**ABOUT THIS TASK:**
Repeat all entries below exactly as shown.

[Stored data]

::::

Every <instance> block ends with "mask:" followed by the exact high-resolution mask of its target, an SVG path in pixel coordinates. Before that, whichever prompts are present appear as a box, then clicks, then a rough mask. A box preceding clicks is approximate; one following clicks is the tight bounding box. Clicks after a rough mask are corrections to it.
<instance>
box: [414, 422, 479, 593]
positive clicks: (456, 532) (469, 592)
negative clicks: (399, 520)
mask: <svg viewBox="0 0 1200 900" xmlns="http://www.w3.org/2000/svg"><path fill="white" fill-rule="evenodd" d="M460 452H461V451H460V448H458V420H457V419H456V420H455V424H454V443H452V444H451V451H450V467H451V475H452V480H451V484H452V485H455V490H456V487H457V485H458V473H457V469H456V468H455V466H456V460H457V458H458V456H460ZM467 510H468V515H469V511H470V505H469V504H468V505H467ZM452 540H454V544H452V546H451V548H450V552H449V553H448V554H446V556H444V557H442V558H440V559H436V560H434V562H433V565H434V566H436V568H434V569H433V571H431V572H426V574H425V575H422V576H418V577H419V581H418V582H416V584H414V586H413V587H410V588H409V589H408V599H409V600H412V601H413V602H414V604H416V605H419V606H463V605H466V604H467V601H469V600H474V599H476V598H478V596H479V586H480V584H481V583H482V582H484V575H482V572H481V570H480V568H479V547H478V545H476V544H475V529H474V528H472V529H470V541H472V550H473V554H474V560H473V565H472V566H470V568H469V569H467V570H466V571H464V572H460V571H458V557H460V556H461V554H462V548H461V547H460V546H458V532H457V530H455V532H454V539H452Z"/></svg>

::::

**SOLUTION BELOW:**
Every <instance> block ends with "mask:" followed by the exact high-resolution mask of its target, an SVG path in pixel coordinates. Before that, whichever prompts are present appear as a box, then clicks, then a rough mask. A box preceding clicks is approximate; one following clicks is the tight bounding box. Clicks after a rough mask are corrections to it.
<instance>
box: [414, 422, 479, 593]
positive clicks: (456, 532) (469, 592)
negative clicks: (399, 520)
mask: <svg viewBox="0 0 1200 900" xmlns="http://www.w3.org/2000/svg"><path fill="white" fill-rule="evenodd" d="M460 452H461V451H460V448H458V420H457V419H456V420H455V424H454V443H452V444H451V451H450V467H451V475H452V480H451V484H452V485H455V490H456V487H457V485H458V473H457V469H456V468H455V466H456V460H457V458H458V456H460ZM467 510H468V515H469V511H470V505H469V504H468V505H467ZM452 540H454V544H452V546H451V548H450V552H449V553H448V554H446V556H444V557H442V558H440V559H436V560H434V562H433V565H434V566H436V568H434V569H433V571H431V572H426V574H425V575H422V576H418V577H419V581H418V582H416V584H414V586H413V587H410V588H409V589H408V599H409V600H412V601H413V602H414V604H416V605H419V606H463V605H466V604H467V601H469V600H474V599H476V598H478V596H479V586H480V584H481V583H482V582H484V575H482V572H481V570H480V568H479V547H478V545H476V544H475V529H474V528H472V529H470V541H472V550H473V554H474V560H473V565H472V566H470V568H469V569H467V570H466V571H464V572H460V571H458V557H460V556H461V554H462V548H461V547H460V546H458V532H457V530H455V532H454V539H452Z"/></svg>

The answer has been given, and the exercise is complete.